====== TEXT
Could it be that they simply don't care about this? They are determined to "eat bitter" in order to ride the wave as long as they can?

And furthermore, doesn't that suggest that maybe that the path of unwinding this is, in fact, inflation in the USD?

These articles always feature China -- the "behemoth" amongst the others, Thailand, Korea, etc.

Why doesn't Japan get more prominent mention?

Isn't the Bank of Japan, a bigger "behomoth" in purchasing U.S. dollar reserves than China?

And, Japan doesn't even have the excuse of being a developing country.

Martin often ends with cliff hangers because he is limited to a confined space once a week and so has to spread his thoughts over several weeks.

Roubini is calling for Martin Wolf for World Bank president. It sticks with the Wolf theme of Wolfensohn and Wolfowitz and rewards the FT for helping to bring down the latter.

Suspicious though that Roubini posts for Martin Wolf on Monday and on Tuesday Martin Wolf highlights Roubini's paper.
============
_WHAT YOU WILL DO_:
**1.** List every surname that appears in the comments.
**2.** Summarize the comments in two sentences.
====== MATERIAL PROVIDED
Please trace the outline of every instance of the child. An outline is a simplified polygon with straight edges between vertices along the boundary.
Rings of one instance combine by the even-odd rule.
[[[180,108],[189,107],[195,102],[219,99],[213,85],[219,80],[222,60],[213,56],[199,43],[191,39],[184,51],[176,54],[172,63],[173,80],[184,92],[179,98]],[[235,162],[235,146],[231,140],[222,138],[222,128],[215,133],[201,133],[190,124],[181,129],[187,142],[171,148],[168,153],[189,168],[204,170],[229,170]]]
============
_ANSWERS TO THE EXERCISE_:
**1.** Wolf, Roubini, Wolfensohn, Wolfowitz

**2.** The comments ask why articles that feature China, Thailand and Korea give little mention to Japan, whose central bank may be a bigger purchaser of U.S. dollar reserves and which is not a developing country. They also report that Roubini is calling for Martin Wolf to become World Bank president and call it suspicious that Wolf highlighted Roubini's paper the day after.